**Task 1:** In the account of starting therapy, what event led the writer to email a psychologist?
**Task 2:** List the three things that, according to the account of starting therapy, the writer had never done until one month ago.
**Task 3:** Continue the account of starting therapy from its last sentence, in the same first-person voice.

**Text under study:**
--- --- ---
I spent tens of hours on Google, Reddit and Quora, desperately looking for the miraculous advice that might work for me. I tried every advice I could find on Internet, from exercice and meditation to NoFap. Some helped me feel a little better, but in the end I didn't feel happy and the problem was still here. And I regularly felt depressed and anxious. Some people talked to me about therapy and I saw many people writing obout it on Internet, but I never really thought about it. That was not for me, I didn't think my problem was bad enough. I sometimes thought about trying it but never actually took the decision.

One day, I experienced an unusually violent anxiety attack. That was the moment I admitted to myself that despite wanting to get better and working hard towards it, I was not getting better at all. I decided to ask help to a psychologist. And I sent one an email to him during this attack. Because I knew I wasn't going to do it later when I would feel better.

That was one month ago. Now keep in mind that what is below is my humble experience. It is probably different for everybody, and there are many kinds of therapy. Only an expert can determine which one is suited for someone.

I thought it was going to take a long, slow and painful time. But from the very first session I experienced dramatically and "miraculous" changes. The same day I walked for the first time of my life in a nightclub. Trying a new experience after this first session helped me realize many things and patterns of thinking I had. Honestly a bit of alcohol also helped me (I use to not drink at all, so even just one beer made me reasonably drunk). On the last weeks I experienced many new experiences, progressively achieving to break my own barriers. Last weekend, I went on two parties, Karaoke, went all-out in dancing like everyone else, and spend all the night here. Without drinking. Until one month ago, I never danced, sang or spent a full night outside.
--- --- ---
**Given information:**
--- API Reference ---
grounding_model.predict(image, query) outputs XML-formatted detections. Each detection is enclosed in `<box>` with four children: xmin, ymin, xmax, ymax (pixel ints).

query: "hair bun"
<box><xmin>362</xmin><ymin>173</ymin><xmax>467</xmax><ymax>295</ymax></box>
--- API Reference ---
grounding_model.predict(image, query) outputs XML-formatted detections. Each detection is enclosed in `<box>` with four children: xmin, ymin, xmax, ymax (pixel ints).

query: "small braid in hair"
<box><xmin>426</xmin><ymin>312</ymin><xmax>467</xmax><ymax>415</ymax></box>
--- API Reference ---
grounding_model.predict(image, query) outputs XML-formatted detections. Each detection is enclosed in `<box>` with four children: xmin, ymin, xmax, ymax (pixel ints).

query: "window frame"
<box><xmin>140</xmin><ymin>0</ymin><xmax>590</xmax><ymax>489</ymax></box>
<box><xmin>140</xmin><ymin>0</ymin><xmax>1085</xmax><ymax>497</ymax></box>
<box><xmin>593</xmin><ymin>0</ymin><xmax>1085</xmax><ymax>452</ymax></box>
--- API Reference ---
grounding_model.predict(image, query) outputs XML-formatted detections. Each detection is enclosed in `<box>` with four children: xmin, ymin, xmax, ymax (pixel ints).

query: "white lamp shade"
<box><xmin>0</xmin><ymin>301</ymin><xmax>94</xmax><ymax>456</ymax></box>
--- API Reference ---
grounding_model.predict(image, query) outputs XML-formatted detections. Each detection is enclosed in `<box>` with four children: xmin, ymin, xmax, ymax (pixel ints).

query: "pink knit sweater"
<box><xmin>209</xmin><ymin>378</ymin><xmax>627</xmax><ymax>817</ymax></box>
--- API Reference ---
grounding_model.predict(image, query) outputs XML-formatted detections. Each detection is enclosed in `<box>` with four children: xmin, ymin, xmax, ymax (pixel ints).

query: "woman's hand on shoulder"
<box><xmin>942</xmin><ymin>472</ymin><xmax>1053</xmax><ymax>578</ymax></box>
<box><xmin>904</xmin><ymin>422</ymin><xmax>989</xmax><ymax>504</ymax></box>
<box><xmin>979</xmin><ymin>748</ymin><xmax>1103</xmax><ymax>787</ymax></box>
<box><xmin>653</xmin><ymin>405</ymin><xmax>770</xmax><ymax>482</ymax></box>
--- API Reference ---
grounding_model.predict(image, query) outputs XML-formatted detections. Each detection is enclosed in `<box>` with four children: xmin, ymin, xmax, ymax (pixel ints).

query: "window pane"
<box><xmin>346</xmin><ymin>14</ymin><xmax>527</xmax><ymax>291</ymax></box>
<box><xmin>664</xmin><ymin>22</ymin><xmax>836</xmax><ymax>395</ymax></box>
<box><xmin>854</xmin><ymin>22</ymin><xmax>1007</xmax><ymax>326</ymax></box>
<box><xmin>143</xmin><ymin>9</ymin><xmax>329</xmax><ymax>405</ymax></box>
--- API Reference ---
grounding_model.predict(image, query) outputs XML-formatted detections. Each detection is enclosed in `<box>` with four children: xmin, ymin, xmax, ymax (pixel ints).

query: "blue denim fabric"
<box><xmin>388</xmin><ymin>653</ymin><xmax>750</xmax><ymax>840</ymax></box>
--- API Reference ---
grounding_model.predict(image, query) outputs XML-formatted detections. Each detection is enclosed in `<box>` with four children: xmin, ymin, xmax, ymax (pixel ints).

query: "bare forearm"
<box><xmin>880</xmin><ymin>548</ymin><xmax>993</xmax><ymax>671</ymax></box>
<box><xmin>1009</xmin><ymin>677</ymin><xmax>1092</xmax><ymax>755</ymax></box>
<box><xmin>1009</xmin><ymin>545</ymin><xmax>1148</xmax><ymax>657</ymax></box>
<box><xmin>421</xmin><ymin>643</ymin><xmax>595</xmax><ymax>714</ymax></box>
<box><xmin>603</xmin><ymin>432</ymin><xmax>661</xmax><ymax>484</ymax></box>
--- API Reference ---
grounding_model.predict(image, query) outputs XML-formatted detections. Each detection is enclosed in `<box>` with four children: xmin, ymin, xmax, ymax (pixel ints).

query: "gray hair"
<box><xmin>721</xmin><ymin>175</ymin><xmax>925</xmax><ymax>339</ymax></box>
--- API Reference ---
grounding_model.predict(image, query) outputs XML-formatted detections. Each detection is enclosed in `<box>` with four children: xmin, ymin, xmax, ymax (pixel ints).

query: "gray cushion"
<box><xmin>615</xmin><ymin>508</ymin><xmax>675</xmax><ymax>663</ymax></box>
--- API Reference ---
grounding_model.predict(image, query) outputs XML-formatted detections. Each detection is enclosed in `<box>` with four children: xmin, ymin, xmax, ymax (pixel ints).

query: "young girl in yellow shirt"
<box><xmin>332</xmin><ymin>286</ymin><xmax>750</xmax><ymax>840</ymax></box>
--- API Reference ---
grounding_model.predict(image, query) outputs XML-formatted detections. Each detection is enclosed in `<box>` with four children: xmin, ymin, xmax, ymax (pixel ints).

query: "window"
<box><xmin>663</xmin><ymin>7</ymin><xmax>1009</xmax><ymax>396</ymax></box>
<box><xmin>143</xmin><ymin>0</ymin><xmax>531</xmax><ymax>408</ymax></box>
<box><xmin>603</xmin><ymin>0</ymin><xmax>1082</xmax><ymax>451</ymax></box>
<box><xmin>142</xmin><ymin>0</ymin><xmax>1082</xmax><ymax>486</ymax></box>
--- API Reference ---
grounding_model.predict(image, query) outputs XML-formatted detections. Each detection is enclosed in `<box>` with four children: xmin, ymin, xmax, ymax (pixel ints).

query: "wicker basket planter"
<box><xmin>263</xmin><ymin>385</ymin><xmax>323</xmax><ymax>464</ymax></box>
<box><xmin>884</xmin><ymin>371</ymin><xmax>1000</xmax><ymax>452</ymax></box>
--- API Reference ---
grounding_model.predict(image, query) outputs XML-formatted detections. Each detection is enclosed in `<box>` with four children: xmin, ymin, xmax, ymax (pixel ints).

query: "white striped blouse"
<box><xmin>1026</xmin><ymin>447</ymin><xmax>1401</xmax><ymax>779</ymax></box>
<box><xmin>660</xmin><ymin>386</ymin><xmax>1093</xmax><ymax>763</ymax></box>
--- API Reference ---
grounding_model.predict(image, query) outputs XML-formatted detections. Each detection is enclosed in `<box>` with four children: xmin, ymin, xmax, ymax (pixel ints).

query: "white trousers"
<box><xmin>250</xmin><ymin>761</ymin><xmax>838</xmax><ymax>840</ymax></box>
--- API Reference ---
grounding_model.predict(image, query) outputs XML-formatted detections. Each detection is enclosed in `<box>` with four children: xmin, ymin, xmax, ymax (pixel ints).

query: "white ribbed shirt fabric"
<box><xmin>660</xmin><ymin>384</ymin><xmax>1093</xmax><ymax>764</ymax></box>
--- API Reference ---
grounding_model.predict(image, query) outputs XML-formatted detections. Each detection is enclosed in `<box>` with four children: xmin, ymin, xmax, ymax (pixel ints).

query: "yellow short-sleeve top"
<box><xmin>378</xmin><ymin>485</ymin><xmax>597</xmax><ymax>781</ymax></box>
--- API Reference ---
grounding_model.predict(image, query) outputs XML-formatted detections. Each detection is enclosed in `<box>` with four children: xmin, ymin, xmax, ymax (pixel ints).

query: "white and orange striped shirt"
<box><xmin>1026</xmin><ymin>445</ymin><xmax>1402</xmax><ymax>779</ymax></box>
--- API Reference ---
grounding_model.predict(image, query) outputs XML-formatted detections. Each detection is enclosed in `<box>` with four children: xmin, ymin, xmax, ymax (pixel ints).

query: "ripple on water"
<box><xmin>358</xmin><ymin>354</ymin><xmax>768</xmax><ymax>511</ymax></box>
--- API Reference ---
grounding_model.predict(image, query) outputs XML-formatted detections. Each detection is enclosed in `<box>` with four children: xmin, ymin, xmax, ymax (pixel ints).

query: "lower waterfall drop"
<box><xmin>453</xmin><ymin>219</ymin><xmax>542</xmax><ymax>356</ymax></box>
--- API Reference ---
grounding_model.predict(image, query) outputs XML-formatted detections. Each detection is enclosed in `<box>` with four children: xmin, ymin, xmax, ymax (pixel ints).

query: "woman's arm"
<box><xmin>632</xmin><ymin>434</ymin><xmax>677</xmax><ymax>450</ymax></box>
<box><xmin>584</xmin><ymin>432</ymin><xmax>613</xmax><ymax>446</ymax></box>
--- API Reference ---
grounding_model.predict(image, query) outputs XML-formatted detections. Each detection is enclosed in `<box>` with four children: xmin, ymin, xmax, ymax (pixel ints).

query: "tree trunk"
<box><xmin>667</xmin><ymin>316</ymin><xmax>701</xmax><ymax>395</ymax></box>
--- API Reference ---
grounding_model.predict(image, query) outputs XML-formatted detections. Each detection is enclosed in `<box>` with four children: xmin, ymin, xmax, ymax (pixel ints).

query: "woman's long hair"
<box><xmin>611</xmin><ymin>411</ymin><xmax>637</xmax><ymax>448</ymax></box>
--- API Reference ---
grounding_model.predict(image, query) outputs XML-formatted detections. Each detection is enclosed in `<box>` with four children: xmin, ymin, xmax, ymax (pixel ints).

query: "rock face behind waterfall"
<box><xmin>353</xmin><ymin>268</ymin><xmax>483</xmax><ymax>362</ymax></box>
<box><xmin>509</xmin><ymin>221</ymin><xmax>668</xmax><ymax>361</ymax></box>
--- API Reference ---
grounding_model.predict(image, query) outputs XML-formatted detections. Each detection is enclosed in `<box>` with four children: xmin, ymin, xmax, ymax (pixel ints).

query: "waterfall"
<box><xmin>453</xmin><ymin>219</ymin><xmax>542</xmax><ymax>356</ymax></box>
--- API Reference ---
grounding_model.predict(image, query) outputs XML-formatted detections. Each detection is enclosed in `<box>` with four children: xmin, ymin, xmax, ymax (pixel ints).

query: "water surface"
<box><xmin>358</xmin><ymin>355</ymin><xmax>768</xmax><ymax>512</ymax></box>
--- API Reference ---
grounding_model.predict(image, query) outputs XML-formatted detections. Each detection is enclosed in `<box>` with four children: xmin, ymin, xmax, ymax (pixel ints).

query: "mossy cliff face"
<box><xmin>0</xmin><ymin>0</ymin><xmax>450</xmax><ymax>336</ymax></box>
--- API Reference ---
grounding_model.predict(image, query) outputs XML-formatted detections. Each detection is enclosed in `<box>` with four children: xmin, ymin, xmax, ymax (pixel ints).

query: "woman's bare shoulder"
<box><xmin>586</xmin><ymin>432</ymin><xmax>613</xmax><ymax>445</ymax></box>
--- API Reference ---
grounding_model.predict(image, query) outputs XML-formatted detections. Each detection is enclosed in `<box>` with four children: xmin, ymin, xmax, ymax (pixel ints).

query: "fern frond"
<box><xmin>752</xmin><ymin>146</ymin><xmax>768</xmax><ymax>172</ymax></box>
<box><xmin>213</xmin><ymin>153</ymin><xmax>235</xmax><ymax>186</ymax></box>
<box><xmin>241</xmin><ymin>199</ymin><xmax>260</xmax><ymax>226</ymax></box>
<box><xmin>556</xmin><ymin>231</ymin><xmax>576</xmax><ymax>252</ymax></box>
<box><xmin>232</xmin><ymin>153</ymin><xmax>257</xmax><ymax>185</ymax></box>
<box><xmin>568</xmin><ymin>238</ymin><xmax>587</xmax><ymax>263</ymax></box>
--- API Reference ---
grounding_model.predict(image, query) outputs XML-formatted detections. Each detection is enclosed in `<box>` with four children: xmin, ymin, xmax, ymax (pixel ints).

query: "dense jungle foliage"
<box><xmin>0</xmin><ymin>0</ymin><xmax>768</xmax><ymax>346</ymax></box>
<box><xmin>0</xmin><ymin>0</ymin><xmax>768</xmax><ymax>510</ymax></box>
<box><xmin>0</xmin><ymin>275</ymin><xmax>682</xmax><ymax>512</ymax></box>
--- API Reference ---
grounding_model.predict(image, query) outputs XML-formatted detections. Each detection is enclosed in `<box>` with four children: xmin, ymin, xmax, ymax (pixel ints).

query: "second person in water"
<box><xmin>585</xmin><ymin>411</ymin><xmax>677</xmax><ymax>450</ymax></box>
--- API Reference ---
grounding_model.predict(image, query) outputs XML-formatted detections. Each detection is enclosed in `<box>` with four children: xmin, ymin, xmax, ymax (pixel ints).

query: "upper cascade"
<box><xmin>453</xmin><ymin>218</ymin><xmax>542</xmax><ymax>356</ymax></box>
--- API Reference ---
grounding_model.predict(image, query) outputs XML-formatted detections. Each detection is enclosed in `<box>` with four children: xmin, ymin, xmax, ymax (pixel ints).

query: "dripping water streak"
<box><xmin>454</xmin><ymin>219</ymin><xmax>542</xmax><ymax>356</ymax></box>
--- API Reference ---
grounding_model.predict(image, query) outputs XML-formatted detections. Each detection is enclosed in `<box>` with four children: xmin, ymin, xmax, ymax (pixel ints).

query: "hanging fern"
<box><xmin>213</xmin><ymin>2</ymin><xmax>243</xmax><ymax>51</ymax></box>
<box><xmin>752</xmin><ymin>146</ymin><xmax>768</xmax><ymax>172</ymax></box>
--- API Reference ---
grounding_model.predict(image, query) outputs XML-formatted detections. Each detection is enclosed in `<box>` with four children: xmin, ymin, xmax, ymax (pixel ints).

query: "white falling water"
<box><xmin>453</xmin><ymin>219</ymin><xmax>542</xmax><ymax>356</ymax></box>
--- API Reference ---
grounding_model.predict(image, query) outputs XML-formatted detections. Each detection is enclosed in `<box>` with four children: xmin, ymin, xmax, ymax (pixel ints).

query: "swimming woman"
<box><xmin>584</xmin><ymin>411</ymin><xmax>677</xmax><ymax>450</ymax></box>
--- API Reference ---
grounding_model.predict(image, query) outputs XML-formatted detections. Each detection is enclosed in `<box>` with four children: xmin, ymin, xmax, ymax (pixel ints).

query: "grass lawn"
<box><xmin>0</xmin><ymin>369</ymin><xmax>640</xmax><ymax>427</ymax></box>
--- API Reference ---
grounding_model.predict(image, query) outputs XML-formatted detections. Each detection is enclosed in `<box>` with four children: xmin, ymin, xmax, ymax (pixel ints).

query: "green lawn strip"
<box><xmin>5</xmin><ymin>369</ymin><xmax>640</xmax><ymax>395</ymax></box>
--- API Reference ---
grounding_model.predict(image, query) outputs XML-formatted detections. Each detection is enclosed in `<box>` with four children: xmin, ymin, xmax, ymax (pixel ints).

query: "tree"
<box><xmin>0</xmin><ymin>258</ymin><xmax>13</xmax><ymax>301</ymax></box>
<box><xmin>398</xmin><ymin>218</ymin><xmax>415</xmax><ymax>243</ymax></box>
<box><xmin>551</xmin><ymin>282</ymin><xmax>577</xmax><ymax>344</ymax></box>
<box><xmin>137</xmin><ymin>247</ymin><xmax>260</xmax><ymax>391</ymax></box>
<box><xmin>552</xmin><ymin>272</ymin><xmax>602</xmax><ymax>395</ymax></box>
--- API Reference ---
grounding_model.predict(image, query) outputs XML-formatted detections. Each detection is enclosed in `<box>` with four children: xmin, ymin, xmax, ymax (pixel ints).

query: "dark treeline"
--- --- ---
**Exercise output 1:** An unusually violent anxiety attack.

**Exercise output 2:** Danced, sang, spent a full night outside

**Exercise output 3:**
There is also this guy. You know, the one that is always crazy in a group of people. The one that jokes, has always something fun to say or do. The one that leads the party. I always had a negative view of this kind of person (for whatever reason), but secretly jealoused them for being so extrovert. Last week, I wanted to follow this guy. I sang with him, followed him in whatever funny stuff he tried, and I actually did it without fear. And I never felt that great in my life before. I never felt so free of myself.

In my case I started a "cognitive psychotherapy" (I hope the translation is right - I am not a native English speaker). The way it works is that I talk to my therapist about my experiences and about my problems. The therapist does not gives me much counsels nor says what I have to do. When I talk, he just asks some very precise, simple and targeted questions like "why". The first thing that comes to my mind, even if it seems ridiculous or off topic is usually the most interesting one. And by doing that, I discover links between my behaviour and specific past experiences. Links that I wasn't aware of. For every topic we cover, I become conscious of decisions I made long ago and forgot (while still observing it). Most of the time it is from my childhood or teenagerhood, and either from difficult experiences or from the very strict education I received (by-the-way I never thought before that it could have been wrong). What is interesting is that I don't change during the therapy sessions. I actually change between them. Because every time I become aware of those links, I also become free of thinking again about it. I can decide if it was a good choice or not. I can decide to break the pattern or not.

I never felt so happy. I feel so free. It has only been one month. I still have a lot of things to discover about myself, a lot of chains to break. But now I found the path. And I'm definitely going to find where it leads.